### REQUEST 1
Translate this sentence from the gymnast biography into Spanish: "He is the 2019 World Champion on horizontal bar."
:: EXCERPTED PASSAGE
Arthur Nory Oyakawa Mariano (born 18 September 1993) is a Brazilian artistic gymnast and a member of the Brazilian national team. He participated in the 2015 World Artistic Gymnastics Championships, placing fourth in the horizontal bar and 12th all-around. He won the bronze medal in floor exercise at the 2016 Summer Olympics in Rio de Janeiro. He is the 2019 World Champion on horizontal bar.

Early life 
Mariano was born in 1993, in Campinas, to a Brazilian father and a Japanese mother. He practiced judo in a club as a child, following his father's footsteps. Mariano changed his mind after watching a gymnastics class.

After his parents' divorce, Mariano moved with his mother to São Paulo, where he entered in a gymnastics team in another club. When he was eleven, Mariano joined Esporte Clube Pinheiros. Mariano won the Brazilian Child Gymnastics Championship when he was fourteen.

Controversy 
In 2015, Mariano and fellow gymnasts Felipe Arakawa and Henrique Flores were suspended from the Brazilian national team for a month, after publishing a Snapchat video in which they made racist jokes addressed at another teammate, Afro-Brazilian gymnast Ângelo Assumpção.

Mariano published another video apologizing for the incident. After his teammate had won the bronze medal at 2016 Olympics, Assumpção said: "I don't keep a grudge on him. We are close friends. I am very proud of Nory. I just hope he behaves like a medal winner outside the arena too."
::::
### REQUEST 2
Pull out every line of the records that contains the string "vent". Case matters.
:: DATA SHOWN
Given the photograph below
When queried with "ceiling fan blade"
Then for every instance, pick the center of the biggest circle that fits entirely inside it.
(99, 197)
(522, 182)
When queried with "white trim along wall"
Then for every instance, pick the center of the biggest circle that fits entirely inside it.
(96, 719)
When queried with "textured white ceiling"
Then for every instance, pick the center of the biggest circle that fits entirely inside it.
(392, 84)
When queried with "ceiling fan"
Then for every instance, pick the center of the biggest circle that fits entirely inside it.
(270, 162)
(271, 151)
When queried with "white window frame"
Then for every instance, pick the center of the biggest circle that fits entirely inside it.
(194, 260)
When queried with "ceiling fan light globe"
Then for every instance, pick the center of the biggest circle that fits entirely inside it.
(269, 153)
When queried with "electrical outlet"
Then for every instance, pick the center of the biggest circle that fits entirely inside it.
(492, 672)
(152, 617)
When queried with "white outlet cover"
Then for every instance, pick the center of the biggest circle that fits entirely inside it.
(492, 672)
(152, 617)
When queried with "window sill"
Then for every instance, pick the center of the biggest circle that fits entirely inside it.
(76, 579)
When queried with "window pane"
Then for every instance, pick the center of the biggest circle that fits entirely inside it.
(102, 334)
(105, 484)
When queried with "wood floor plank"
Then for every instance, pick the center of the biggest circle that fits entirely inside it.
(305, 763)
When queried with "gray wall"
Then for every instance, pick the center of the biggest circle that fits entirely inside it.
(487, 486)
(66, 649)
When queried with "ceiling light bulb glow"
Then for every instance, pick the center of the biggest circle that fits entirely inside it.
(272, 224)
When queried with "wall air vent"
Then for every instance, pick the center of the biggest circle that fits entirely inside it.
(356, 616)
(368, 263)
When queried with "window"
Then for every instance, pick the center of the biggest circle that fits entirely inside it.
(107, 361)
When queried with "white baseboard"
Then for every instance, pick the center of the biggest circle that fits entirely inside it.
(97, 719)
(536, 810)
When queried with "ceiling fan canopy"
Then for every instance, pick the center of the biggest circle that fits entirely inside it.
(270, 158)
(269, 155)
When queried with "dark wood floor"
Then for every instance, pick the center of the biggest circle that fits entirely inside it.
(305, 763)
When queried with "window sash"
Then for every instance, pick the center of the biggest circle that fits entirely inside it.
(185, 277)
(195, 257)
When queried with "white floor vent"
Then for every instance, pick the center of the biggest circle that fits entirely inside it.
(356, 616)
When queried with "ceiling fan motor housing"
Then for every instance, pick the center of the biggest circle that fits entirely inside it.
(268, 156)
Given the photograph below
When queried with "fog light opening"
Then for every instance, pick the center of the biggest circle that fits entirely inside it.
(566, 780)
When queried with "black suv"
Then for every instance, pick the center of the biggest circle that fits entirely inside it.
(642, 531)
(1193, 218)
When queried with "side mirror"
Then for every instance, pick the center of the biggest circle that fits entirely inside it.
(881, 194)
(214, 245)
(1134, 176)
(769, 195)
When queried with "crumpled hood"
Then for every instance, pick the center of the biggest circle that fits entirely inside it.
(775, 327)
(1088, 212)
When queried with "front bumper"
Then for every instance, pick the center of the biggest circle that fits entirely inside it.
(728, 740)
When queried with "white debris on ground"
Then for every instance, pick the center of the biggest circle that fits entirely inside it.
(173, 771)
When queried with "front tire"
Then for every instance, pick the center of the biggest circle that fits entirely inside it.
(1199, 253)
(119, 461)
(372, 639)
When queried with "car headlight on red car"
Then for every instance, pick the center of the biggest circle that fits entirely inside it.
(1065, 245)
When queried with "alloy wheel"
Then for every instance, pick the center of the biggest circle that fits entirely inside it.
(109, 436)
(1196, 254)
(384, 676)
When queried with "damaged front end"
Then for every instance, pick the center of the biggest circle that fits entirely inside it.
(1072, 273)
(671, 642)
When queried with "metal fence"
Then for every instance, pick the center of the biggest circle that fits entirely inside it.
::::
### WORKED SOLUTION 1
Es el campeón mundial de 2019 en barra fija.

### WORKED SOLUTION 2
When queried with "wall air vent"
When queried with "white floor vent"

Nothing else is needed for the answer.